+++ DATA RECORDS +++

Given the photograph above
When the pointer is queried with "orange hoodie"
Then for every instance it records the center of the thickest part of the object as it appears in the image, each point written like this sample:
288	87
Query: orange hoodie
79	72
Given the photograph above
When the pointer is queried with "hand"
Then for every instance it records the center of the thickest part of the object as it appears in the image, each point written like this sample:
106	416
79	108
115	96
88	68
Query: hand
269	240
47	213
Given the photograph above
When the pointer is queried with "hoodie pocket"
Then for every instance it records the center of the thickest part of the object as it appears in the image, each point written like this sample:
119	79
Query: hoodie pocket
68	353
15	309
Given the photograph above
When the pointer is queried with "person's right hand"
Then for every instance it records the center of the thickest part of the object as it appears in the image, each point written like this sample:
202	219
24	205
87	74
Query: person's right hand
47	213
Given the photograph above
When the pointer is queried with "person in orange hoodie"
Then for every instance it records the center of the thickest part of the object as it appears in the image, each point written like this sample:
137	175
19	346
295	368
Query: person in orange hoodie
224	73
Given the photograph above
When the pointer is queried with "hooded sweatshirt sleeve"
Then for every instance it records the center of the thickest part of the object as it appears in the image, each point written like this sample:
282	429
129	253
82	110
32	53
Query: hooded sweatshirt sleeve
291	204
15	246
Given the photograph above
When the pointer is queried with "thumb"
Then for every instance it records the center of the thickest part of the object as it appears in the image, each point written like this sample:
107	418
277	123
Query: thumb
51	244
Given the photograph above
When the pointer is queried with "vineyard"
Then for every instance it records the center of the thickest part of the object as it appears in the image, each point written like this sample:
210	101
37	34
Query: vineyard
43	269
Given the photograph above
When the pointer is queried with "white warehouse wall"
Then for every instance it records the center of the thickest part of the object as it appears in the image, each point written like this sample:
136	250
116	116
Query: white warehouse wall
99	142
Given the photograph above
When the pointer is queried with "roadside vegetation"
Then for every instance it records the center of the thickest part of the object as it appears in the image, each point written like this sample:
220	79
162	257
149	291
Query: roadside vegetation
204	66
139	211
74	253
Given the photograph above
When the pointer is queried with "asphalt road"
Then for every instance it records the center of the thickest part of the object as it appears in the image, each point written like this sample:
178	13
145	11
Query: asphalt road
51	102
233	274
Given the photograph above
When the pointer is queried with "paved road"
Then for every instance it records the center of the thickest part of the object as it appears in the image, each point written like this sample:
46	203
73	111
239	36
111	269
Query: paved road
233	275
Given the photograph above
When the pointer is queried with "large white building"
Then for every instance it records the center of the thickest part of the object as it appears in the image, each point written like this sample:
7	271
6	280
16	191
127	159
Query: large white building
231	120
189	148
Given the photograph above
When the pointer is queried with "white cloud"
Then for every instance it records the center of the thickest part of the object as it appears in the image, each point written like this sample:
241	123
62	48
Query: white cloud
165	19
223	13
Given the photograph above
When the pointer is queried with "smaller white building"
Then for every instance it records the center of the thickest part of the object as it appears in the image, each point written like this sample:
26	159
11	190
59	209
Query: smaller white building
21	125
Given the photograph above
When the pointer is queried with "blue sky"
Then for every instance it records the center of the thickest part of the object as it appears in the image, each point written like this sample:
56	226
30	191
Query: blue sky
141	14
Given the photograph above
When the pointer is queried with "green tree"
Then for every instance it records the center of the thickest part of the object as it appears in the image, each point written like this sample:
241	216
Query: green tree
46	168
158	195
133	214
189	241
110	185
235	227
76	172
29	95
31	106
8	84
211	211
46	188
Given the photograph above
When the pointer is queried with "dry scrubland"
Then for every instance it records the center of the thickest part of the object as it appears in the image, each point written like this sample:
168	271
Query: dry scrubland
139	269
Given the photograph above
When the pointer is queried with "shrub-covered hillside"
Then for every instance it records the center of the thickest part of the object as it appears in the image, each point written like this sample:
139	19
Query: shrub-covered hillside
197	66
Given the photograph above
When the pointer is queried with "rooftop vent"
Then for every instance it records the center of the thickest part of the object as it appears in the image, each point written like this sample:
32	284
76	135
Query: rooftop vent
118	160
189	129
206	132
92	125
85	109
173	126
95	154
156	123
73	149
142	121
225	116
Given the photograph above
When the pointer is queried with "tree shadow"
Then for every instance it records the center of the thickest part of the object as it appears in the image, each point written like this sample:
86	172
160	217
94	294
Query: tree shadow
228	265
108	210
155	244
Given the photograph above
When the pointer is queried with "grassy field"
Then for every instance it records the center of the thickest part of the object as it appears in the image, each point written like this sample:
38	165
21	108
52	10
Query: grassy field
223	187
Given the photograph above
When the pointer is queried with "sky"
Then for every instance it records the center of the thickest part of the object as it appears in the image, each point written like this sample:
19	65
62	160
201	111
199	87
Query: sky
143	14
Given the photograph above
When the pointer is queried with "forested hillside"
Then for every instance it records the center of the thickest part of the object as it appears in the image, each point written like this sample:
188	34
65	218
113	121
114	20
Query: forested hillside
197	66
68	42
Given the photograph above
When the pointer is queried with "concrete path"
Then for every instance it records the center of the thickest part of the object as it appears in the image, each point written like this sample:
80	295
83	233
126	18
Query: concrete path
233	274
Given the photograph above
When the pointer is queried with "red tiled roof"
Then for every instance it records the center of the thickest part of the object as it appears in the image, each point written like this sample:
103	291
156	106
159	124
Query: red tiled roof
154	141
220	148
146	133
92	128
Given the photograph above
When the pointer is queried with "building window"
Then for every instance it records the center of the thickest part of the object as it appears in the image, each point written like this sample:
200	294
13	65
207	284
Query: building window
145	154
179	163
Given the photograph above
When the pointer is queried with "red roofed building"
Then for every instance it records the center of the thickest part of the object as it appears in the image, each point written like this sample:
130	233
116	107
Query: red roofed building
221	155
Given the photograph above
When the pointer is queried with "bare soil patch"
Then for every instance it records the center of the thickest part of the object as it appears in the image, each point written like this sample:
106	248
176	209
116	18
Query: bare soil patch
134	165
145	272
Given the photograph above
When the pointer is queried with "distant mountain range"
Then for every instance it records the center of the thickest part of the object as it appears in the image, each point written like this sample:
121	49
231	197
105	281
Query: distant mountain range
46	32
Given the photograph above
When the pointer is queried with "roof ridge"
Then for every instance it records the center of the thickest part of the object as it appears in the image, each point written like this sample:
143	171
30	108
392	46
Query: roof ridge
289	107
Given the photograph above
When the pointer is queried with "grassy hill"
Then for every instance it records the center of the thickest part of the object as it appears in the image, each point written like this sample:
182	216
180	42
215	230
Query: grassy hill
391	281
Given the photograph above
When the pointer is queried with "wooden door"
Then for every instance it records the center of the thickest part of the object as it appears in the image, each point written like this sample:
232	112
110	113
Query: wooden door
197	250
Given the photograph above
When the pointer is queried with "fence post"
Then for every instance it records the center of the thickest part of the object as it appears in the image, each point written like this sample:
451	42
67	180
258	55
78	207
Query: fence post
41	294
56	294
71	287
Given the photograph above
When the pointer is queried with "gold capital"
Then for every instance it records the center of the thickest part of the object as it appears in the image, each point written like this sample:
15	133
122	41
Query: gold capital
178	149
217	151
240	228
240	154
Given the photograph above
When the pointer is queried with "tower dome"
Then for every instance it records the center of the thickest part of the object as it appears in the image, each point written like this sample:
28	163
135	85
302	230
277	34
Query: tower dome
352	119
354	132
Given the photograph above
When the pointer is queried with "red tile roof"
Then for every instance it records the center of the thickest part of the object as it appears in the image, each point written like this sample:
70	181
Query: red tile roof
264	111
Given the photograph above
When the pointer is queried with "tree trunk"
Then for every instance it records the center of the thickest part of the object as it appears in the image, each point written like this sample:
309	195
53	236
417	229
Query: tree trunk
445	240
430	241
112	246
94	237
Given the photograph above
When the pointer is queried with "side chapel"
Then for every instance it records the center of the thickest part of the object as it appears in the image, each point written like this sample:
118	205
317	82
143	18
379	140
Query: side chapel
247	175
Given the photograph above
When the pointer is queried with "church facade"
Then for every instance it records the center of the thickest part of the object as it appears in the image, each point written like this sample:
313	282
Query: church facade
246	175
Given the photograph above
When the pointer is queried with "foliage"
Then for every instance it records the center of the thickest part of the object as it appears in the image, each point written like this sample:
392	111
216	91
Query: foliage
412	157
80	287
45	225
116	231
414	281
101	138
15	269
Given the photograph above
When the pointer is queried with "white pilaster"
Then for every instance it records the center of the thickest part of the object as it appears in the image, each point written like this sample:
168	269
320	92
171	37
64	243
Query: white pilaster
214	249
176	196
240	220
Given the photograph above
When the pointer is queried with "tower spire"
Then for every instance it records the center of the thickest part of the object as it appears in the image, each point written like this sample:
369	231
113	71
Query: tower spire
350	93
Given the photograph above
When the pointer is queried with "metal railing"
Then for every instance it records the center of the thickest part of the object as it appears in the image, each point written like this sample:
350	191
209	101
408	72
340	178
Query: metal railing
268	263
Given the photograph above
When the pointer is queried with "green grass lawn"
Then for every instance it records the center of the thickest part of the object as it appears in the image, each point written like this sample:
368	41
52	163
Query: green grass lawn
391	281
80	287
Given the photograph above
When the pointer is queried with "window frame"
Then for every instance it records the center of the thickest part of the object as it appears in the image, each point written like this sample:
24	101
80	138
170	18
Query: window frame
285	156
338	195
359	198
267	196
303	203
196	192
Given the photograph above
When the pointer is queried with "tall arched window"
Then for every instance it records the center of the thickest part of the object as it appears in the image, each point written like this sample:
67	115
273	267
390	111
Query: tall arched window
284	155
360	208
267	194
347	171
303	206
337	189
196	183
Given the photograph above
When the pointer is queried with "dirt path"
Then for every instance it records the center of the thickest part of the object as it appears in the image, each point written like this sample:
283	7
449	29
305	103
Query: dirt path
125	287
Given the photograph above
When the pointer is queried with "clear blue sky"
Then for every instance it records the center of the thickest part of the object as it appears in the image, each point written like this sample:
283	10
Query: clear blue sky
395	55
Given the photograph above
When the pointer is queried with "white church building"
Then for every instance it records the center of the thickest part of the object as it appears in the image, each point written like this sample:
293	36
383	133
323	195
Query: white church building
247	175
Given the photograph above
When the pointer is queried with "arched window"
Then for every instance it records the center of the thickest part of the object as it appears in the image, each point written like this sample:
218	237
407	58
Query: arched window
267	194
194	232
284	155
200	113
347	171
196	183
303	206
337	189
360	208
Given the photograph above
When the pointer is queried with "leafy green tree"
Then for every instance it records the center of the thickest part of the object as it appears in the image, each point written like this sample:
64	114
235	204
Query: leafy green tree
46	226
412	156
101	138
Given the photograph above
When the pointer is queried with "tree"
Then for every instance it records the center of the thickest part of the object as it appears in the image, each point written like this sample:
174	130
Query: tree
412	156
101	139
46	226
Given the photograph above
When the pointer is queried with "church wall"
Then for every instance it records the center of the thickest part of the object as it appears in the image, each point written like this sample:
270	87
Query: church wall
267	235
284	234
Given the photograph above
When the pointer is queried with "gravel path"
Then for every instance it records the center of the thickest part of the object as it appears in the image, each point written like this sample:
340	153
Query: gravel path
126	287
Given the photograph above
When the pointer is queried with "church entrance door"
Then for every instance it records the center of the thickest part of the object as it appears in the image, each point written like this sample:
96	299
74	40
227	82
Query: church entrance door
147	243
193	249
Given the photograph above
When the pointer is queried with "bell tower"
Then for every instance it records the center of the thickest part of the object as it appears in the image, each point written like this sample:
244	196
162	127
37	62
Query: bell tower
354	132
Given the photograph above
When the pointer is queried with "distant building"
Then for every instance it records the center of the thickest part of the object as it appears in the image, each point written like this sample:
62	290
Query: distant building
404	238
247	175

+++

REQUIRED ACTION: Extract, exactly, the lines above that begin at the line containing "Query: bell tower" and end at the final line of the records; add no other text.

WRITTEN SOLUTION:
Query: bell tower
354	132
Given the photograph above
When the pointer is queried with "distant building"
Then for every instance it records the center of the thickest part of the object as it appears in the image, each point written like this sample:
62	290
Query: distant building
404	238
247	175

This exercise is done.